**EXERCISE DETAILS:**
Put the listing below into a two-column Markdown table headed "No." and "Text," from the line with "[locate] the number" up to and including the line with "[locate] the man". Number each row in the first column, put the line in the second, and skip blank lines.

═══ GIVEN ENTRIES

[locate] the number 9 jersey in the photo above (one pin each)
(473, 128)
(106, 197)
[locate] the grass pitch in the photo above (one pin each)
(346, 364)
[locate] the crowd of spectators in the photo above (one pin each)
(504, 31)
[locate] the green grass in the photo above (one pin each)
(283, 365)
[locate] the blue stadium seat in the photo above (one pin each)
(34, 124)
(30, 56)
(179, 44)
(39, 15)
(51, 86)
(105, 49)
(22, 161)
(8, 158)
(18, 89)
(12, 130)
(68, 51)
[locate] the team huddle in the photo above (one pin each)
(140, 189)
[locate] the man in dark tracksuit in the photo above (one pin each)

══════
═══ GIVEN ENTRIES

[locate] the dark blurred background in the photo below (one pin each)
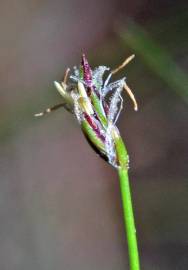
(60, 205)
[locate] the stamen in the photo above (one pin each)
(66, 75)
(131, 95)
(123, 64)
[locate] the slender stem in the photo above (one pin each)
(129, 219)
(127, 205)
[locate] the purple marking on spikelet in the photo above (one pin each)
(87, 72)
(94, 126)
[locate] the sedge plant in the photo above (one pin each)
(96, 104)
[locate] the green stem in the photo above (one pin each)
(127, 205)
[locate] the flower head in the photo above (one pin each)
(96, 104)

══════

**FINISHED ANSWER:**
| No. | Text |
|---|---|
| 1 | [locate] the number 9 jersey in the photo above (one pin each) |
| 2 | (473, 128) |
| 3 | (106, 197) |
| 4 | [locate] the grass pitch in the photo above (one pin each) |
| 5 | (346, 364) |
| 6 | [locate] the crowd of spectators in the photo above (one pin each) |
| 7 | (504, 31) |
| 8 | [locate] the green grass in the photo above (one pin each) |
| 9 | (283, 365) |
| 10 | [locate] the blue stadium seat in the photo above (one pin each) |
| 11 | (34, 124) |
| 12 | (30, 56) |
| 13 | (179, 44) |
| 14 | (39, 15) |
| 15 | (51, 86) |
| 16 | (105, 49) |
| 17 | (22, 161) |
| 18 | (8, 158) |
| 19 | (18, 89) |
| 20 | (12, 130) |
| 21 | (68, 51) |
| 22 | [locate] the team huddle in the photo above (one pin each) |
| 23 | (140, 189) |
| 24 | [locate] the man in dark tracksuit in the photo above (one pin each) |